Write out all of the records below again word for word, leaving nothing out and changing nothing.

(Data entries)
◆ ◆ ◆ ◆ ◆
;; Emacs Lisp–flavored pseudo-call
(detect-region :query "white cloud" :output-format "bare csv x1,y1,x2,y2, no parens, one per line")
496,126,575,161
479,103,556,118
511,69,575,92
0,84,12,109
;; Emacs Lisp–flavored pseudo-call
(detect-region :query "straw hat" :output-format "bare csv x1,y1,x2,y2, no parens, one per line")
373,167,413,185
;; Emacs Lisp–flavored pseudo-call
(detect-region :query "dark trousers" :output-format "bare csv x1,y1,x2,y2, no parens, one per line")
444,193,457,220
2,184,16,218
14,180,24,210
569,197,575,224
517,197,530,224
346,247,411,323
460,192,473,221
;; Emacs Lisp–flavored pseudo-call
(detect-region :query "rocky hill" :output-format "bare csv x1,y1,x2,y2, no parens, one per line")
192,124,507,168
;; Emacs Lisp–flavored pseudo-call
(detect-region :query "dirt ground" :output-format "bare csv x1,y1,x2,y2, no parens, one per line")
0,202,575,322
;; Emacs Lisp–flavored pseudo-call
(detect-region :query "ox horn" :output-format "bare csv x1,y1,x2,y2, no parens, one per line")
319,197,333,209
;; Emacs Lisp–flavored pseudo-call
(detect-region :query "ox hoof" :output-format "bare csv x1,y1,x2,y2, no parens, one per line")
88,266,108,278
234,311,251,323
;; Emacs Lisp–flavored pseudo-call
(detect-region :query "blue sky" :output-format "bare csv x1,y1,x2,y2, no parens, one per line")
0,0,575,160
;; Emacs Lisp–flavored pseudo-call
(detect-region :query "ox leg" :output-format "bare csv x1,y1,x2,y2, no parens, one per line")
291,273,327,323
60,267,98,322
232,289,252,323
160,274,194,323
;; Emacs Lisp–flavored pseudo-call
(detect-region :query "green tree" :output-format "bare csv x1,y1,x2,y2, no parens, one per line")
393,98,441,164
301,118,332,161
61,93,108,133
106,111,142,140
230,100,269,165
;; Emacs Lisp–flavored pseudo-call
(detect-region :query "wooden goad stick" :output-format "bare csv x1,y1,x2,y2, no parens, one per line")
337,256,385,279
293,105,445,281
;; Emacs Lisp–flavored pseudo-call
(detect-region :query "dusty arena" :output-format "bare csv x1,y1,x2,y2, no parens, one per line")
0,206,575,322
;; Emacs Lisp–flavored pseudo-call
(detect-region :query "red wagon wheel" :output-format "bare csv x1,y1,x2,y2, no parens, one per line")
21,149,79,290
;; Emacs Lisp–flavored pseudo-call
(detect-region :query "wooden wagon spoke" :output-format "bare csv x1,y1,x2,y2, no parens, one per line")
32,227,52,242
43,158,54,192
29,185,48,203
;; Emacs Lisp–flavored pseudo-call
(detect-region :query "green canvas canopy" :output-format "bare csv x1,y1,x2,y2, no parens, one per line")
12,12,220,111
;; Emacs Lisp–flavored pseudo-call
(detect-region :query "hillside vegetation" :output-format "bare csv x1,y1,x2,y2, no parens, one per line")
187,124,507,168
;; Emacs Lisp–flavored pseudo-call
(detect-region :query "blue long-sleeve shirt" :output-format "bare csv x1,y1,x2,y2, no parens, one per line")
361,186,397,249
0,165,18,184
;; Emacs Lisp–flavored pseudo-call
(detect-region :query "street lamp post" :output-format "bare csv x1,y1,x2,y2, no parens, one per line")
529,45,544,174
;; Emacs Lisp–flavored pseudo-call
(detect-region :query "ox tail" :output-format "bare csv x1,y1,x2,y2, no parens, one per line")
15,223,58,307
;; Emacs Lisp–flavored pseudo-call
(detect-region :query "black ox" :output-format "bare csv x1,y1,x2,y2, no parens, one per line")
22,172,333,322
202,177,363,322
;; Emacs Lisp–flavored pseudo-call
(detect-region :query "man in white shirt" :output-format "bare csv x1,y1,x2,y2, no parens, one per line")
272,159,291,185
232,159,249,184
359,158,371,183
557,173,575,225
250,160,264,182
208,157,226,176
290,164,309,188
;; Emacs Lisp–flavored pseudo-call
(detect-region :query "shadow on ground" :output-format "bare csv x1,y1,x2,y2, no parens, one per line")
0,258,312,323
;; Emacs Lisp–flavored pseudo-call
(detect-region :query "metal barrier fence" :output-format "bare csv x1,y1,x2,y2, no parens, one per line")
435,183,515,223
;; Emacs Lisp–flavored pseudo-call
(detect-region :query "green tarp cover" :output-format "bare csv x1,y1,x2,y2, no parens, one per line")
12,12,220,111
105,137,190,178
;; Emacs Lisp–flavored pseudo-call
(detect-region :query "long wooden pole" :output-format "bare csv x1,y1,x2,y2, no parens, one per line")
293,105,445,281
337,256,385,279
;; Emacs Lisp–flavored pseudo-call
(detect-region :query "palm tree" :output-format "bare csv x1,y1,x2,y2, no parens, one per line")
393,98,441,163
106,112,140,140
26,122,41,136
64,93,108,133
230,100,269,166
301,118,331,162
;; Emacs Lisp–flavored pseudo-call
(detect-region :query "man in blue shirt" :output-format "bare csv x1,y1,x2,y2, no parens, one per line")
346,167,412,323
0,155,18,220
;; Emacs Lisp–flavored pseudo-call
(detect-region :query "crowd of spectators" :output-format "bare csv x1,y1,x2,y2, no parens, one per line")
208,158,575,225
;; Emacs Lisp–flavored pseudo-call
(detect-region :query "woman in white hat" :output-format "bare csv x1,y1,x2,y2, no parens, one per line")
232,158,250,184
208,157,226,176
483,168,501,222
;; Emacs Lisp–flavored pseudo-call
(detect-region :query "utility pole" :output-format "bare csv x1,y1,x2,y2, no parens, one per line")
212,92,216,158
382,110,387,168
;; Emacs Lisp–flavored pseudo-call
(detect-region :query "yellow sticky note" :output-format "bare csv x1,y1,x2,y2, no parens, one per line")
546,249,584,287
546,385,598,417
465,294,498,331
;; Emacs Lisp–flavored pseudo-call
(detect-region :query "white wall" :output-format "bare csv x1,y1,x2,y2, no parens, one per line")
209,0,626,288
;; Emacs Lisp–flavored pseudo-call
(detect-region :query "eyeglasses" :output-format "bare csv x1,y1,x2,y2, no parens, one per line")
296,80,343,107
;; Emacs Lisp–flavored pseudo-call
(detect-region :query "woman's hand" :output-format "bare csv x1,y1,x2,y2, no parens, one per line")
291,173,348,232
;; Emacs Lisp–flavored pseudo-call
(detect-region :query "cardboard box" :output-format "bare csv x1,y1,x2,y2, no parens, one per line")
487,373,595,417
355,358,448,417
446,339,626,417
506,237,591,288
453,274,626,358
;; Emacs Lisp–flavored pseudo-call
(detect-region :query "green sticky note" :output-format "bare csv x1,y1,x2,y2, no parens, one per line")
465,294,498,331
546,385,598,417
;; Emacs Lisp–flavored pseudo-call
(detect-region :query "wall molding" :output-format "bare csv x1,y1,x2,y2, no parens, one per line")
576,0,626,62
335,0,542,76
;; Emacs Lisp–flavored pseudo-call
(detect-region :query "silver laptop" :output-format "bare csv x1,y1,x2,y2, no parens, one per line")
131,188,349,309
◆ ◆ ◆ ◆ ◆
Task response:
;; Emacs Lisp–flavored pseudo-call
(detect-region :query "white cloud" :output-format "bare csv x1,y1,x2,y2, no parens, one per line")
496,126,575,161
479,103,556,118
511,69,575,92
0,84,12,109
;; Emacs Lisp–flavored pseudo-call
(detect-region :query "straw hat" :output-format "bare csv x1,y1,x2,y2, no parens, one per line")
373,167,413,185
;; Emacs Lisp–flavored pseudo-call
(detect-region :query "dark trousers" :output-format "bare csv x1,y1,x2,y2, no parens, one per line")
444,193,457,220
2,184,16,218
14,180,24,210
569,197,575,224
517,197,530,224
346,247,411,323
460,192,473,221
;; Emacs Lisp–flavored pseudo-call
(detect-region :query "rocky hill" :output-format "bare csv x1,y1,x2,y2, no parens, one per line")
192,124,507,168
;; Emacs Lisp–flavored pseudo-call
(detect-region :query "dirt ground" :output-format "bare csv x1,y1,x2,y2, no parens, one per line")
0,202,575,322
;; Emacs Lisp–flavored pseudo-call
(detect-region :query "ox horn" :output-format "bare csv x1,y1,x2,y2, no parens, one per line")
319,197,333,209
;; Emacs Lisp–flavored pseudo-call
(detect-region :query "ox hoof" :output-format "bare csv x1,y1,x2,y2, no parens, one per line")
88,266,108,278
234,311,251,323
;; Emacs Lisp–flavored pseudo-call
(detect-region :query "blue sky" :output-format "bare csv x1,y1,x2,y2, no parens, one per line")
0,0,575,160
;; Emacs Lisp–flavored pseudo-call
(detect-region :query "ox leg" :output-format "bare csv x1,y1,x2,y2, no parens, one per line")
291,273,327,323
60,267,98,322
232,289,252,323
160,274,194,323
;; Emacs Lisp–flavored pseudo-call
(detect-region :query "green tree" :output-format "bare csv x1,y1,x2,y2, no parens, one per line")
393,98,441,164
301,118,332,161
61,93,108,133
106,111,142,140
230,100,269,165
;; Emacs Lisp–flavored pseudo-call
(detect-region :query "wooden goad stick" :output-format "bare csv x1,y1,x2,y2, no parens, one per line")
337,256,385,279
293,105,445,281
;; Emacs Lisp–flavored pseudo-call
(detect-region :query "dusty arena" :output-format "bare csv x1,y1,x2,y2, no parens, one per line")
0,206,575,322
;; Emacs Lisp–flavored pseudo-call
(detect-region :query "red wagon wheel" :output-format "bare csv x1,y1,x2,y2, no parens, one per line")
21,149,79,290
;; Emacs Lisp–flavored pseudo-call
(detect-region :query "wooden wagon spoke" :output-format "bare csv x1,y1,x2,y2, no parens, one per line")
32,227,52,242
43,158,54,192
29,185,48,203
;; Emacs Lisp–flavored pseudo-call
(detect-region :query "green canvas canopy" :output-format "bare csv x1,y1,x2,y2, no parens, one per line")
12,12,220,111
;; Emacs Lisp–flavored pseudo-call
(detect-region :query "hillside vegetation" :output-format "bare csv x1,y1,x2,y2, no parens, one per line")
187,124,507,168
;; Emacs Lisp–flavored pseudo-call
(detect-region :query "blue long-sleeve shirt" :output-format "bare csv x1,y1,x2,y2, no parens, one per line")
361,186,397,249
0,165,18,184
;; Emacs Lisp–flavored pseudo-call
(detect-region :query "street lamp post" :output-format "bare csv x1,y1,x2,y2, no parens, one per line")
529,45,544,174
;; Emacs Lisp–flavored pseudo-call
(detect-region :query "ox tail" :output-format "bare csv x1,y1,x2,y2, no parens, one per line")
15,223,58,307
;; Emacs Lisp–flavored pseudo-call
(detect-region :query "black ox" :output-format "bare csv x1,y1,x2,y2, no parens, one per line")
22,172,333,322
202,177,363,322
;; Emacs Lisp–flavored pseudo-call
(detect-region :query "man in white shirt" :output-format "bare csv x1,y1,x2,y2, no parens, one per line")
272,159,291,185
232,159,249,184
359,158,371,183
557,173,575,225
250,160,264,182
208,157,226,176
290,164,309,188
;; Emacs Lisp–flavored pseudo-call
(detect-region :query "shadow on ground" :output-format "bare csv x1,y1,x2,y2, no parens, one per line")
0,258,312,323
;; Emacs Lisp–flavored pseudo-call
(detect-region :query "metal barrier fence" :output-format "bare csv x1,y1,x2,y2, no parens, one per line")
435,183,515,223
;; Emacs Lisp–flavored pseudo-call
(detect-region :query "green tarp cover" :output-format "bare csv x1,y1,x2,y2, no parens, one per line")
12,12,220,111
105,137,190,178
;; Emacs Lisp–flavored pseudo-call
(detect-region :query "long wooden pole" :output-format "bare csv x1,y1,x2,y2, no parens, one per line")
293,105,445,281
337,256,385,279
;; Emacs Lisp–flavored pseudo-call
(detect-region :query "palm tree" :output-format "bare csv x1,y1,x2,y2, no parens, one per line")
393,98,441,163
106,112,140,140
26,122,41,136
64,93,108,133
230,100,269,166
301,118,331,162
;; Emacs Lisp–flavored pseudo-call
(detect-region :query "man in blue shirt" :output-format "bare csv x1,y1,x2,y2, no parens, one per line")
346,167,412,323
0,155,18,220
;; Emacs Lisp–flavored pseudo-call
(detect-region :query "crowd of spectators" :output-format "bare csv x1,y1,x2,y2, no parens, one per line")
208,158,575,225
;; Emacs Lisp–flavored pseudo-call
(detect-region :query "woman in white hat" :output-format "bare csv x1,y1,x2,y2, no parens, one per line")
232,158,250,184
208,157,226,176
483,168,501,222
;; Emacs Lisp–flavored pseudo-call
(detect-region :query "utility pole" :output-format "bare csv x1,y1,x2,y2, no parens, one per line")
212,92,216,158
382,110,387,168
;; Emacs Lisp–flavored pseudo-call
(detect-region :query "yellow sticky note" :output-format "bare csv x1,y1,x2,y2, no parens, one per line")
546,249,584,287
546,385,598,417
465,294,498,331
;; Emacs Lisp–flavored pseudo-call
(detect-region :query "white wall" :output-format "bare csv x1,y1,x2,y2, no parens, one per line")
209,0,626,288
;; Emacs Lisp–flavored pseudo-call
(detect-region :query "eyeglasses" :output-format "bare csv x1,y1,x2,y2, no parens, one per line")
296,80,343,107
;; Emacs Lisp–flavored pseudo-call
(detect-region :query "woman's hand" :output-format "bare csv x1,y1,x2,y2, no parens, one per line")
291,173,348,232
;; Emacs Lisp–flavored pseudo-call
(detect-region :query "cardboard box" :output-format "bare csv x1,y1,x2,y2, no parens, one per line")
487,373,595,417
355,358,448,417
446,339,626,417
506,237,591,288
453,274,626,358
;; Emacs Lisp–flavored pseudo-call
(detect-region :query "green sticky note" :output-format "bare csv x1,y1,x2,y2, no parens, one per line")
465,294,498,331
546,385,598,417
;; Emacs Lisp–flavored pseudo-call
(detect-region :query "wall molding" :output-format "bare csv x1,y1,x2,y2, no parens, one per line")
576,0,626,62
335,0,542,76
;; Emacs Lisp–flavored pseudo-call
(detect-region :query "silver laptop" :output-format "bare csv x1,y1,x2,y2, no parens, one per line")
131,188,349,309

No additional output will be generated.